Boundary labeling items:
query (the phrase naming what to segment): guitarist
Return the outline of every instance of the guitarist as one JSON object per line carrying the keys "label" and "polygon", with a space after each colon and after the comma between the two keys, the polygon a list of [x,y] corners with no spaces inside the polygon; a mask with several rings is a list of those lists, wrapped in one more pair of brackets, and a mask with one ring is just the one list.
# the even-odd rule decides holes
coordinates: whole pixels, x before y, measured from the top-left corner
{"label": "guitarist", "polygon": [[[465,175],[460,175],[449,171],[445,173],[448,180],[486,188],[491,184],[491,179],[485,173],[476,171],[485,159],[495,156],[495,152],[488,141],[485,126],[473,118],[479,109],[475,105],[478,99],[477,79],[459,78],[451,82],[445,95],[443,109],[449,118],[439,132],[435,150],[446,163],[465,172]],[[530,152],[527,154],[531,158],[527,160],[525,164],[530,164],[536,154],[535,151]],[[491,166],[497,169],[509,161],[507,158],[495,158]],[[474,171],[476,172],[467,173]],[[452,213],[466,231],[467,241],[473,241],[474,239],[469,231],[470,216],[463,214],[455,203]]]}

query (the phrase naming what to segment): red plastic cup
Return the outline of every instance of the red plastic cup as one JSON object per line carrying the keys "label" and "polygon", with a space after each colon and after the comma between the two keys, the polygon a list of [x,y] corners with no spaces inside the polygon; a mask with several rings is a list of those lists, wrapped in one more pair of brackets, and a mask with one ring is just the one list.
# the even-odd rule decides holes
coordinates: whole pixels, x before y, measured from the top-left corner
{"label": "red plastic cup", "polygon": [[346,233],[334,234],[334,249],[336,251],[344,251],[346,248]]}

INSTRUCTIONS FOR THE TASK:
Rewrite the lines above as a Markdown table with two columns, No. and Text. Put each line's number under No. and the line itself under Text, and skip any blank lines.

WORKED SOLUTION:
| No. | Text |
|---|---|
| 1 | query (the phrase naming what to segment): guitarist |
| 2 | Return the outline of every instance of the guitarist as one JSON object per line carrying the keys "label" and "polygon", with a space after each colon and after the comma between the two keys, the polygon a list of [x,y] corners with no spaces inside the polygon; a mask with several rings is a list of those lists, wrapped in one more pair of brackets, and a mask with one ring is just the one list. |
| 3 | # the even-odd rule decides holes |
| 4 | coordinates: whole pixels, x before y, measured from the top-left corner |
| 5 | {"label": "guitarist", "polygon": [[[465,175],[460,175],[449,171],[445,173],[448,180],[486,188],[491,184],[491,179],[485,173],[476,171],[485,159],[495,156],[495,152],[488,141],[485,126],[473,118],[479,109],[475,105],[478,99],[477,79],[459,78],[451,82],[445,95],[443,109],[449,118],[439,132],[435,150],[446,163],[465,172]],[[530,152],[527,154],[531,158],[527,160],[525,164],[530,164],[536,154],[535,151]],[[491,166],[497,169],[509,161],[507,158],[495,158]],[[474,171],[476,172],[467,173]],[[452,213],[466,231],[467,241],[473,241],[474,239],[469,231],[470,216],[463,214],[455,203]]]} |
| 6 | query (the phrase naming what to segment): red plastic cup |
| 7 | Return the outline of every instance of the red plastic cup as one JSON object per line carrying the keys "label" and "polygon", with a space after each colon and after the comma between the two keys, the polygon a list of [x,y] corners with no spaces inside the polygon; a mask with several rings is a list of those lists, wrapped in one more pair of brackets, and a mask with one ring is just the one list. |
| 8 | # the even-odd rule decides holes |
| 9 | coordinates: whole pixels, x before y, measured from the top-left corner |
| 10 | {"label": "red plastic cup", "polygon": [[346,233],[334,234],[334,249],[336,251],[344,251],[346,248]]} |